+++ MATERIAL PROVIDED
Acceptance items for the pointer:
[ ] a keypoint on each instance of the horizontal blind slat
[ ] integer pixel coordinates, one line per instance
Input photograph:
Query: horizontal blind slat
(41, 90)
++++++
Print, without any change, the line containing "[ ] integer" and each line after it to the end of the material.

SOLUTION TO THIS TASK:
[ ] integer pixel coordinates, one line per instance
Input photograph:
Query: horizontal blind slat
(41, 90)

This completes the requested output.